Task brief >> Report every line of the entries that contains the word "hummingbird".

═══ Stored data ═══

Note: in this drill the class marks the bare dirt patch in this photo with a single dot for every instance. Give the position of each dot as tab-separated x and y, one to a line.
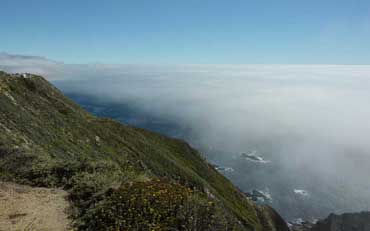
29	208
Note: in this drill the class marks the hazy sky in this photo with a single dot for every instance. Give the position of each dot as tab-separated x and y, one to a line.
192	31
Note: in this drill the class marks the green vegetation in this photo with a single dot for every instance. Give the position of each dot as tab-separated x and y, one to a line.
119	177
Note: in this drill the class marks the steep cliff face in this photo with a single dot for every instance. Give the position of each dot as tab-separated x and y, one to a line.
118	177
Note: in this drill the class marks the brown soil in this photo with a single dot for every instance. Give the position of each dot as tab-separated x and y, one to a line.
28	208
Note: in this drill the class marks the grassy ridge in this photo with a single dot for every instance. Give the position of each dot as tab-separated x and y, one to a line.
48	140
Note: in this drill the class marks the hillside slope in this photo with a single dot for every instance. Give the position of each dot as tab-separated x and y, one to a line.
118	177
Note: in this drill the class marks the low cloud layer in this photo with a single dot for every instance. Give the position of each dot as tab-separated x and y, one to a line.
313	121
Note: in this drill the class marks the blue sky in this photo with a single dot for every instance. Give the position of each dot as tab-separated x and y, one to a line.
191	31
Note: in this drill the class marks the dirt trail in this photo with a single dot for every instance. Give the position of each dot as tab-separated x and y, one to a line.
27	208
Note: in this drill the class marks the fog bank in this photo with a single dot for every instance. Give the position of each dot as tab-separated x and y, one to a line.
311	121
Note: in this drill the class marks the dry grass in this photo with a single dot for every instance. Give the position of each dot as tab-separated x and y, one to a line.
28	208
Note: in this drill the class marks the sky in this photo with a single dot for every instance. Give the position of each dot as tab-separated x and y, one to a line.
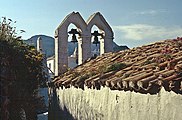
134	22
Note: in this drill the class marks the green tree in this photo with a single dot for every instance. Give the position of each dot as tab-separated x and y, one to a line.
21	71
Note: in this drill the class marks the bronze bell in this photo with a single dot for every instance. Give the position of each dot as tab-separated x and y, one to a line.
74	32
74	39
96	40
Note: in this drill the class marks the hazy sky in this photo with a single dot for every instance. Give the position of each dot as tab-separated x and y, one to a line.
134	22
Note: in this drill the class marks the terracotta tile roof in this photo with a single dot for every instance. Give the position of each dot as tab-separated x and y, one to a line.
142	69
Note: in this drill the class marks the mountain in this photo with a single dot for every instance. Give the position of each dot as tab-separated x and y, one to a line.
48	45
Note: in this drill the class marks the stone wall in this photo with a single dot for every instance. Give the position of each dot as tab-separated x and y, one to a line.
106	104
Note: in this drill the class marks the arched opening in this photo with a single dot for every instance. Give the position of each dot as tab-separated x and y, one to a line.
96	36
72	49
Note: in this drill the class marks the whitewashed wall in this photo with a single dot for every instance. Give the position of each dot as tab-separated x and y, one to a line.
106	104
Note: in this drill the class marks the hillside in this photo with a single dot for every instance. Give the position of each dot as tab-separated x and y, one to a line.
48	45
143	69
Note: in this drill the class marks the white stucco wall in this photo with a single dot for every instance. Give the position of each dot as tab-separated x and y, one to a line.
106	104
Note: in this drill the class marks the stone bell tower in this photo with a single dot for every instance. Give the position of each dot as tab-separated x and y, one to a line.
84	39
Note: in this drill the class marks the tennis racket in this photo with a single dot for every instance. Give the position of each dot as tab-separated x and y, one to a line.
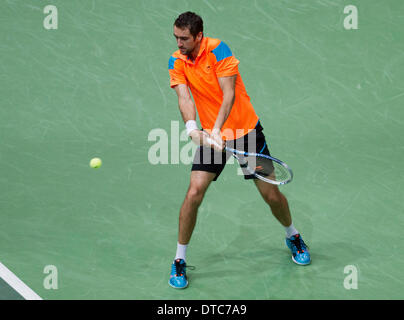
262	166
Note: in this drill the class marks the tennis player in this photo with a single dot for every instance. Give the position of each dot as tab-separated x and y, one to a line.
207	68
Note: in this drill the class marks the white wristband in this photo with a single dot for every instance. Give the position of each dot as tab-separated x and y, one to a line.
191	126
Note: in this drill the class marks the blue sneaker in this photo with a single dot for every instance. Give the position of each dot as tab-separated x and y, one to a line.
300	253
178	276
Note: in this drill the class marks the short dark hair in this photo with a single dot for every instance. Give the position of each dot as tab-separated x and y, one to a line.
191	21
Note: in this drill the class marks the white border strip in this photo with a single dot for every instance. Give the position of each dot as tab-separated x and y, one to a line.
19	286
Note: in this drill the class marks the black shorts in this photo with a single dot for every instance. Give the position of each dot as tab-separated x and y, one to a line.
209	160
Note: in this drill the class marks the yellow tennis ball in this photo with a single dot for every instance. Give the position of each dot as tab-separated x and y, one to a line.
95	163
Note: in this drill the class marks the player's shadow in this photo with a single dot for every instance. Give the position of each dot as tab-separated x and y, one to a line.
251	252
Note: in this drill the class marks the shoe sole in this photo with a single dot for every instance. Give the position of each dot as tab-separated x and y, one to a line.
177	287
299	263
293	258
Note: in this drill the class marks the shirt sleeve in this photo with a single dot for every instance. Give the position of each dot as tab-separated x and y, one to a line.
226	63
176	71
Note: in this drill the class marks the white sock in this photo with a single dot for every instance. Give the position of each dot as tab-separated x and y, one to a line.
291	231
181	251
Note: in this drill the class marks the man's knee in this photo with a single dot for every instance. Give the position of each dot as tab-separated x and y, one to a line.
195	194
274	199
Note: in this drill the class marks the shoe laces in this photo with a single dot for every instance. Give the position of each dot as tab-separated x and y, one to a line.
299	244
180	268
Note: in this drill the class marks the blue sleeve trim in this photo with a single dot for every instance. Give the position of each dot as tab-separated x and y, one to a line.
171	62
222	51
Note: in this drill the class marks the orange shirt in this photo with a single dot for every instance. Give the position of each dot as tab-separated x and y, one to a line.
214	60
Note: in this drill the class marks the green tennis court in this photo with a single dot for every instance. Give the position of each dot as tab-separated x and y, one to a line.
330	101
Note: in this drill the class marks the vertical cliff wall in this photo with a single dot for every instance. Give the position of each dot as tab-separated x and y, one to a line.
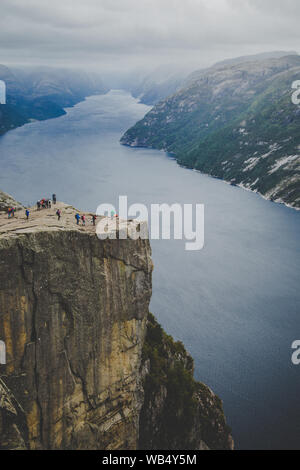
73	316
87	366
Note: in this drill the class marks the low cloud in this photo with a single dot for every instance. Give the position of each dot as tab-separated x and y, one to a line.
102	34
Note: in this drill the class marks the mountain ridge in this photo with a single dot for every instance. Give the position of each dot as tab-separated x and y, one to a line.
235	122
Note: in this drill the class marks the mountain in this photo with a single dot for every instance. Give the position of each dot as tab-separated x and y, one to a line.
87	366
7	202
43	93
157	85
236	122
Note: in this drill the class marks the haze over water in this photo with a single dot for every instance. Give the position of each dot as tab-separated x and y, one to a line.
235	304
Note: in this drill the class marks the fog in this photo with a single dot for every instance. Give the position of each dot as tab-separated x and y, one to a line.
131	35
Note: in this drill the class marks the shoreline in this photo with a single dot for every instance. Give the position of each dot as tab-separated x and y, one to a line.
172	156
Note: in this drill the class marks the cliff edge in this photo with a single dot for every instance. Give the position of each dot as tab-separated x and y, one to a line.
74	315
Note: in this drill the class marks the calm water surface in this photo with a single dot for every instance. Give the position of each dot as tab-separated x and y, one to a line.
235	304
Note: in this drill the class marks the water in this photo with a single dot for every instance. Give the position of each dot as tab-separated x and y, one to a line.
235	304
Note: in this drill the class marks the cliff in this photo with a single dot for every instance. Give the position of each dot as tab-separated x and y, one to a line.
74	317
41	93
7	201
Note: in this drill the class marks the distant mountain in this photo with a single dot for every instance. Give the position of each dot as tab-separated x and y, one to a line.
43	93
155	86
236	122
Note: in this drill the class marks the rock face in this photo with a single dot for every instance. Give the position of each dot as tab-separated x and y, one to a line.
74	317
7	201
177	412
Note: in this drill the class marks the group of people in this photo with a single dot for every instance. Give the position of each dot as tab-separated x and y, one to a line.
11	212
46	203
82	218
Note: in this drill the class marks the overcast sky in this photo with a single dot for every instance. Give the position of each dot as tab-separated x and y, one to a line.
122	34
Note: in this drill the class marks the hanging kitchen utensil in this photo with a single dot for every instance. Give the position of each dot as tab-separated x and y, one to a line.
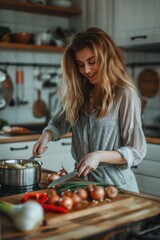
6	89
149	83
23	100
18	89
40	107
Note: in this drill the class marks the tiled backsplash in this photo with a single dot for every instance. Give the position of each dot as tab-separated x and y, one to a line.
26	22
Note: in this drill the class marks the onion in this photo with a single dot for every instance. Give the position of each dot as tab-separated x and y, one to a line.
54	197
82	193
62	172
76	199
111	192
52	177
90	187
97	193
68	193
66	202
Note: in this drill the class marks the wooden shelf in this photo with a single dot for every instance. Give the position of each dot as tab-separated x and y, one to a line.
30	47
39	9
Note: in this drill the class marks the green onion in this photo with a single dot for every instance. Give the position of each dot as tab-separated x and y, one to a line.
76	185
24	216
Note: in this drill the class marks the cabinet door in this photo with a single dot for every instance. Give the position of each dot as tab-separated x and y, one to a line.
58	155
148	171
148	185
18	150
136	22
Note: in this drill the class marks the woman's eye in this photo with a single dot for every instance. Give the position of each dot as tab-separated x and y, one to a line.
80	64
92	61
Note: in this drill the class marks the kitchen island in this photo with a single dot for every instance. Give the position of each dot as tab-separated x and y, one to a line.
123	215
34	137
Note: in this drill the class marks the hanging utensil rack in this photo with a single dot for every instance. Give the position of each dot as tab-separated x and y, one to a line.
29	64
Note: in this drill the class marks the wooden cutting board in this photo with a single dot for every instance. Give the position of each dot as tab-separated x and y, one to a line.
88	219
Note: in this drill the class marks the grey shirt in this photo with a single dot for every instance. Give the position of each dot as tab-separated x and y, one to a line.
119	130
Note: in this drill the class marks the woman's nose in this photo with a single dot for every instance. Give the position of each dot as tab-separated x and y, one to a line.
87	68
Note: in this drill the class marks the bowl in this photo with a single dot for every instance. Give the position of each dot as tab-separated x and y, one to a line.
21	37
42	38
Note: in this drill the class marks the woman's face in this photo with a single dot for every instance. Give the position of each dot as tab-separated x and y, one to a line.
87	65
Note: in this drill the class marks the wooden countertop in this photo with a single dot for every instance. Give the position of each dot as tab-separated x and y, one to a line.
23	138
34	137
87	221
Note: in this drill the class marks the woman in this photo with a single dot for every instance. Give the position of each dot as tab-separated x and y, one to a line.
101	105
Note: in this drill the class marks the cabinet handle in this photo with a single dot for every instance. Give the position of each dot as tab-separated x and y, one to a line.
134	167
65	144
21	148
137	37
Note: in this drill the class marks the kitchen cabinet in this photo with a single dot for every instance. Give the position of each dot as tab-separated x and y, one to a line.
38	8
148	171
136	22
57	155
21	6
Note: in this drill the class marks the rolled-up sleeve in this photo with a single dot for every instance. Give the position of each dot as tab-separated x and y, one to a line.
133	140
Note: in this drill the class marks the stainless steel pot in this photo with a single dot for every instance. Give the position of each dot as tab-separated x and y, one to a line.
19	177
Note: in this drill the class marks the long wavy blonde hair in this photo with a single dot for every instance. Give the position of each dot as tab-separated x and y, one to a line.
112	73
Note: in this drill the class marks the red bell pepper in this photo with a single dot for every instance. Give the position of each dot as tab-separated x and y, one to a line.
39	197
42	198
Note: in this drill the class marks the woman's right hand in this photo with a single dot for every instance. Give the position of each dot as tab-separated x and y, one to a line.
41	145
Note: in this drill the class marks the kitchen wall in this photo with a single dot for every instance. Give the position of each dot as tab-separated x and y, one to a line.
34	23
151	115
95	13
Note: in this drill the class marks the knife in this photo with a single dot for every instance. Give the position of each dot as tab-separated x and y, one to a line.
33	157
63	179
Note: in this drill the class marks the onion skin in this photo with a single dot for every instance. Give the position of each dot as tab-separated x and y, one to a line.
90	187
68	193
76	199
53	197
62	172
82	193
111	192
98	193
52	177
66	202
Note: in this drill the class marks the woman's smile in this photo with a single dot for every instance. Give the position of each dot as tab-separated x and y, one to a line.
87	64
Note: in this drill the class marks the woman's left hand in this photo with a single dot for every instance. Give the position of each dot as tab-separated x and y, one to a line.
88	164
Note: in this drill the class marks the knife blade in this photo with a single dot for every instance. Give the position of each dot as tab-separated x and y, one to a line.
33	157
63	179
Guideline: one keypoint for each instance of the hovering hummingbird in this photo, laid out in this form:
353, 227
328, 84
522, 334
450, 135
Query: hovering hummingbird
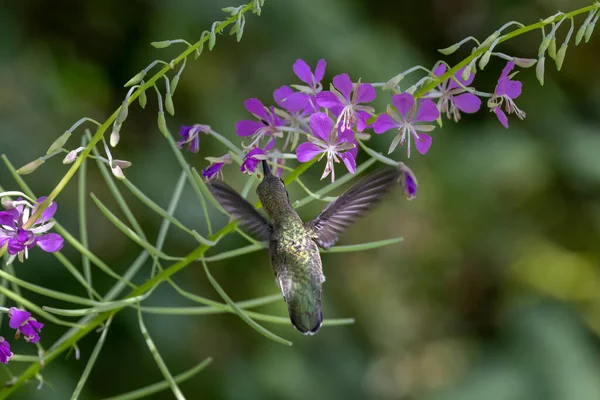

═══

Your solution >>
Guideline: one keypoint for each instance of the hovering hummingbird in this photo, laid out in this form:
Query: hovering hummingbird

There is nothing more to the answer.